Rewrite the items below with every occurrence of "Please indicate" replaced by "Please mark", leaving everything else unchanged.

--- BEGIN INFORMATION PROVIDED ---

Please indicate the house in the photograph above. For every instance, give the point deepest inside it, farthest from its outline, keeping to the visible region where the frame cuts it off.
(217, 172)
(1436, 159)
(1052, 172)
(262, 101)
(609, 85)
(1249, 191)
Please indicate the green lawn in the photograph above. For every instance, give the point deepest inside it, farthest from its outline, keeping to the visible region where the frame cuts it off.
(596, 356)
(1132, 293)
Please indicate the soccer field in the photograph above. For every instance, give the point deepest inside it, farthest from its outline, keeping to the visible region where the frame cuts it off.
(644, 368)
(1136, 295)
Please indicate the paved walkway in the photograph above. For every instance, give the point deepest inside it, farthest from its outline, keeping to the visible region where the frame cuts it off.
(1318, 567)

--- END INFORMATION PROVIDED ---

__ANSWER TO THE TASK__:
Please mark the house in the photograph above. For every instance, give the point deepest inside it, farthest from its outline, keeping to the visible region where the frame cuts it off.
(217, 172)
(1436, 159)
(1052, 172)
(262, 101)
(609, 85)
(1249, 191)
Please mark the green lawn in the photograph above. For every instance, give the point deepest inside it, farthest from its outline, keeping to the visible region where the frame cuts it off.
(596, 356)
(1132, 293)
Please mark the soccer field in the photograph above. For every instance, give the point deepest inside it, farthest from its outline, keeping to the visible region where the frame cuts it off.
(644, 368)
(1136, 295)
Please mark the paved walkway in the photograph above. For every instance, give the point deepest inside it, farthest from its outline, keeping to the visible region where the frame cuts it off.
(1318, 567)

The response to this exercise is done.